**Page:**
━━━━━━━━━━

MSE_Test.default: Comparing Test MSE's for Full and Reduced Models
In tim-coleman/RFtest: Scalable and Efficient Hypothesis Tests for Random Forests

Description Usage Arguments Value Author(s) Examples

View source: R/MSE_Test_File.R

Implementation of a test which permutes trees between two forests, one with var left intact, and one with var replaced with a permuted version of itself, where the permutation is done row-wise.

MSE_Test(X, y, X.test = FALSE, y.test = FALSE, var,
  NTest = nrow(X.test), B = 1000, NTree = 500, p = 1/2,
  base.learner = "rpart", mtry = ncol(X), importance = T,
  alpha = if (base.learner == "lm") 1,
  glm_cv = if (base.learner == "lm") "external" else "none",
  lambda = if (glm_cv == "none" & base.learner == "lm") 1 else NULL,
  ranger = F)

MSE_Test(formula, data, ...)

`X`	Data frame of covariates - the training data.
`y`	Response vector. Currently only numeric responses (regression) are supported.
`X.test`	Covariates of the test set with which the MSE is calculated.
`y.test`	Responses in the test set with which the MSE is calculated.
`base.learner`	One of `"rpart"`, `"ctree"`, `"rtree"`, or `"lm"`. Base model to be used in the bagging.

━━━━━━━━━━

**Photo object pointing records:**
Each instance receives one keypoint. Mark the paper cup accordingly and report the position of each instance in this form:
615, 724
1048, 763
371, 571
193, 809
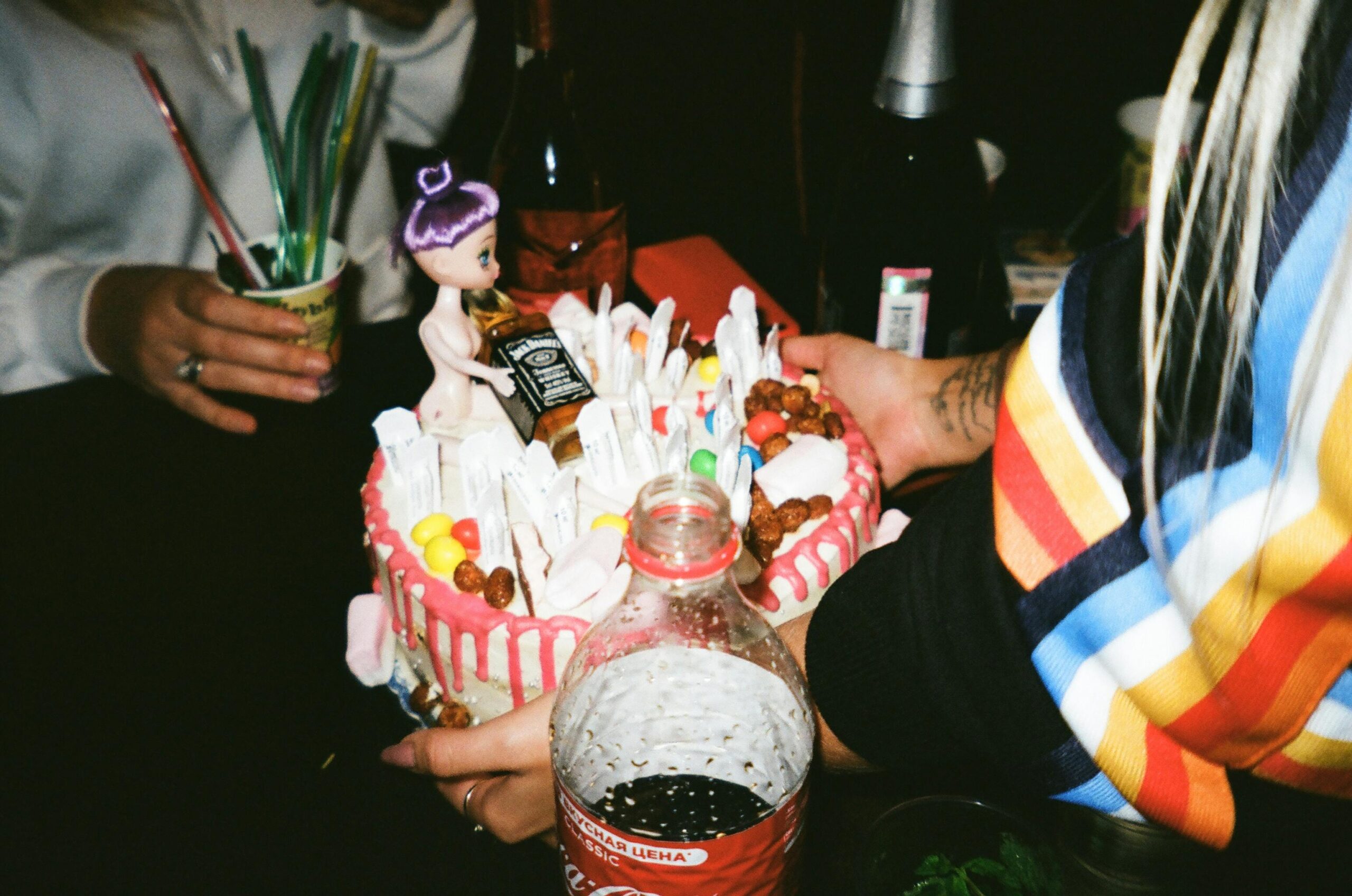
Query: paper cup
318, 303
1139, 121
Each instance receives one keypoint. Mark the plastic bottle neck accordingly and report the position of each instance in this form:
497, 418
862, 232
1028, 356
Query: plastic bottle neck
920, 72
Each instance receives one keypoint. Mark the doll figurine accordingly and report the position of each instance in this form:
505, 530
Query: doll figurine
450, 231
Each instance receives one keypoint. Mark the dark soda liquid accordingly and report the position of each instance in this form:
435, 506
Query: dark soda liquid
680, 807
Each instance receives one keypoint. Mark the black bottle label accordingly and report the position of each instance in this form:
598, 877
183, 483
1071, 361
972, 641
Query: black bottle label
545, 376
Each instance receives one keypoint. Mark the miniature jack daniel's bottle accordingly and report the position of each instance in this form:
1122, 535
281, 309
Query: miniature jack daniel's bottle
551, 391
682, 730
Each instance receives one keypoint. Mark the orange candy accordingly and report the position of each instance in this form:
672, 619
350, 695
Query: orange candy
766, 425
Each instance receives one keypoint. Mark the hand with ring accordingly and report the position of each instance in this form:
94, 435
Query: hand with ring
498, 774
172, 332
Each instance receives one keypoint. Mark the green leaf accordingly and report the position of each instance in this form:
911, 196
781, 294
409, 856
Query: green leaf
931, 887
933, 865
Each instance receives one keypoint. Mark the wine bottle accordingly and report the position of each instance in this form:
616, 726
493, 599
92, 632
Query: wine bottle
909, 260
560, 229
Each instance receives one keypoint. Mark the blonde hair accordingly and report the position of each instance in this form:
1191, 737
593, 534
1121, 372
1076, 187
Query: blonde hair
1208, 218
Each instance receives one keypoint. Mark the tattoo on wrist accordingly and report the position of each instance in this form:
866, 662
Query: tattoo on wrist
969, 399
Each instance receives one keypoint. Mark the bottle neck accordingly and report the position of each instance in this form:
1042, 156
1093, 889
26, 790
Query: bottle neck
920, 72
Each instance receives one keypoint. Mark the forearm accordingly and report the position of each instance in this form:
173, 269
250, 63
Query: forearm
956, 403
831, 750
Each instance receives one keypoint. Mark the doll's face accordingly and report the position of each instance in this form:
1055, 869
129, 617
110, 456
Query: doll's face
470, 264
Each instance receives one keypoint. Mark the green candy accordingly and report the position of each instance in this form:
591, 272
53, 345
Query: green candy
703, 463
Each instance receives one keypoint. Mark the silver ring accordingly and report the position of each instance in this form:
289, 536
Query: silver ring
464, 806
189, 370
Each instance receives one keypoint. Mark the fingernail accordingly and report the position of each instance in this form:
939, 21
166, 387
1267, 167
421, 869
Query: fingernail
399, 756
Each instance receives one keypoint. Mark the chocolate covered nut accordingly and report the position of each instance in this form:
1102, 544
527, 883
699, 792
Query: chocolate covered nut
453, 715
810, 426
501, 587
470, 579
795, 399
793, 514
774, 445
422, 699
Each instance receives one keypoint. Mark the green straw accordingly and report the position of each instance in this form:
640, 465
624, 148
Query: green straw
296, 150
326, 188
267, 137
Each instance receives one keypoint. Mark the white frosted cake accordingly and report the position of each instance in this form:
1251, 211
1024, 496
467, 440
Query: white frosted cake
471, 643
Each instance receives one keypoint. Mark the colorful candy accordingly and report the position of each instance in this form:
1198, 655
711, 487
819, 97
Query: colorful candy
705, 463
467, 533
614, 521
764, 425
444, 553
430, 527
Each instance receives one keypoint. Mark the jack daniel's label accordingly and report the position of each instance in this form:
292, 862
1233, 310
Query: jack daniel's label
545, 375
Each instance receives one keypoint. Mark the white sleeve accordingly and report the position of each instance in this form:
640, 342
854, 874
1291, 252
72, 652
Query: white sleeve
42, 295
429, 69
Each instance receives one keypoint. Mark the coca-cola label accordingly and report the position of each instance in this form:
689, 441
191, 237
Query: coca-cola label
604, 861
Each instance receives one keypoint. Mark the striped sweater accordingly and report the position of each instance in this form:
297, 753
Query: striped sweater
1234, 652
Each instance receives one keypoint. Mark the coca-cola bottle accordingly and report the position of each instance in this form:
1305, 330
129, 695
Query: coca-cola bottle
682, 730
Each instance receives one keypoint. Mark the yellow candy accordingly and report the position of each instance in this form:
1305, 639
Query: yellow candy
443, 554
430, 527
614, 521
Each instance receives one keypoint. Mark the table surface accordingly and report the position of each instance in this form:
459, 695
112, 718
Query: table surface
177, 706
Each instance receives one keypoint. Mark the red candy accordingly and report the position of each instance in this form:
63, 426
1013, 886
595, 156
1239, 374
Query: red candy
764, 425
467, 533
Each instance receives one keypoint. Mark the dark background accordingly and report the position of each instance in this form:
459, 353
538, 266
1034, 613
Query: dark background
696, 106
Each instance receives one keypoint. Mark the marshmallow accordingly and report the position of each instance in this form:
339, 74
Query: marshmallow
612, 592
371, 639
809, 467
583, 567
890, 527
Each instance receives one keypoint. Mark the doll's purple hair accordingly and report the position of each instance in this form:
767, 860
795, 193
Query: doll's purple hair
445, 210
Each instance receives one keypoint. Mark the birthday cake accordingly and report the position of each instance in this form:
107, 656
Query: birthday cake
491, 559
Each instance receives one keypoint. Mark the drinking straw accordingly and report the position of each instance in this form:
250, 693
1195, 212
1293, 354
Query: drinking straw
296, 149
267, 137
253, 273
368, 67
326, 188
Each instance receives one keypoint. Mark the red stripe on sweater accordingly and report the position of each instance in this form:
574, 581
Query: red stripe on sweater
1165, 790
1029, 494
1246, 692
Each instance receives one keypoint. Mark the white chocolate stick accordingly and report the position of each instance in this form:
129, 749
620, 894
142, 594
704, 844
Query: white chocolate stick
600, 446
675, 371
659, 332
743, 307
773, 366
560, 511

━━━━━━━━━━

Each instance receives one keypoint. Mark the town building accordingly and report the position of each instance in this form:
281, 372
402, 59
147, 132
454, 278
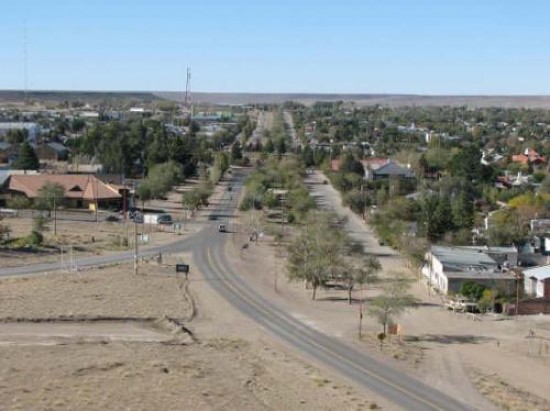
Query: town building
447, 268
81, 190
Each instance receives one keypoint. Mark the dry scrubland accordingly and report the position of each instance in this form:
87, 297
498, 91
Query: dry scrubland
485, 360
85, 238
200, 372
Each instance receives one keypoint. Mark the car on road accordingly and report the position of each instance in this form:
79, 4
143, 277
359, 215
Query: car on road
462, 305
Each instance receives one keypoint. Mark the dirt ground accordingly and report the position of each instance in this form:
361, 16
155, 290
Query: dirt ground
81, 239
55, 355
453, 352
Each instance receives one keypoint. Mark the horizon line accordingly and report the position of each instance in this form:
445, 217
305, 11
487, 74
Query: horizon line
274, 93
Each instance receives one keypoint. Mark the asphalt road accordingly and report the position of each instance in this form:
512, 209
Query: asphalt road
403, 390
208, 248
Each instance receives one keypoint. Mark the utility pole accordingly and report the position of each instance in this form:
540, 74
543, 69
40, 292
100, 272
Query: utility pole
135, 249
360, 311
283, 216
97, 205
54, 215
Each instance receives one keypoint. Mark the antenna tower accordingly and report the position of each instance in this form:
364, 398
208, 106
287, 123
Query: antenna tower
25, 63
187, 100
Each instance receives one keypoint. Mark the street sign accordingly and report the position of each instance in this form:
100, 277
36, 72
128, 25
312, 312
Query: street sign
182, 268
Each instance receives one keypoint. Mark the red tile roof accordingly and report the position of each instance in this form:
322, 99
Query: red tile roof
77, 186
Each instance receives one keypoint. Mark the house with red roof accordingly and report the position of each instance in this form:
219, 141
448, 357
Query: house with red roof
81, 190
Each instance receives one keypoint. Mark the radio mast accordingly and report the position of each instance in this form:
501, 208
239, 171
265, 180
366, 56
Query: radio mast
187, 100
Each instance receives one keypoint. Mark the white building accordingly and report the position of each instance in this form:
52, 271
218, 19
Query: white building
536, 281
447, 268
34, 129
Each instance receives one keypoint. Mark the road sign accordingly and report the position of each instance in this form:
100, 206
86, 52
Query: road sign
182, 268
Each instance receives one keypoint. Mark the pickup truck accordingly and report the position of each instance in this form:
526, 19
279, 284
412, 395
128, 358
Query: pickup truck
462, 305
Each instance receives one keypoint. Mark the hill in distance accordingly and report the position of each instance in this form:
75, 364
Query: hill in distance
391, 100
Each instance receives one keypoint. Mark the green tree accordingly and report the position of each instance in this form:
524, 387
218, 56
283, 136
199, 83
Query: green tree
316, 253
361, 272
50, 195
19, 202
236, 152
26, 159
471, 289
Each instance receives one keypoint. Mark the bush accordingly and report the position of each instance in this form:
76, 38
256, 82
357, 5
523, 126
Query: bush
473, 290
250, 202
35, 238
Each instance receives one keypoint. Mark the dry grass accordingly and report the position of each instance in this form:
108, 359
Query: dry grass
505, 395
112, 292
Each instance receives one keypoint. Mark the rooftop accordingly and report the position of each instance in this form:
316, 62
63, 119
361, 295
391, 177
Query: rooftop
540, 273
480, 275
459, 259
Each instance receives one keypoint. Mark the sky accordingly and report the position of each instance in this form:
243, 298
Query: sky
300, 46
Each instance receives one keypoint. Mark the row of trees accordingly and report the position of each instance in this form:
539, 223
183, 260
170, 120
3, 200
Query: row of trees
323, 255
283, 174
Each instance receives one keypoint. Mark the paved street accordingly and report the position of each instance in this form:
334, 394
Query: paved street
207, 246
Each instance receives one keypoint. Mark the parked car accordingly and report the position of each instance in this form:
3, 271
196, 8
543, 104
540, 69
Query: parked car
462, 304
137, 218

━━━━━━━━━━

**Exercise requirements:**
(a) Name every option the MSE_Test page gives for the base.learner argument.
(b) Gather every line of the entries that contains the string "daniel". Case counts.

**Responses to the exercise:**
(a)
- "rpart"
- "ctree"
- "rtree"
- "lm"

(b)
Each instance receives one keypoint. Mark the miniature jack daniel's bottle accordingly and report the position of each instance in this form:
Query: miniature jack daniel's bottle
Each instance receives one keypoint. Mark the jack daniel's label accordingly and report the position of each instance in this form:
Query: jack daniel's label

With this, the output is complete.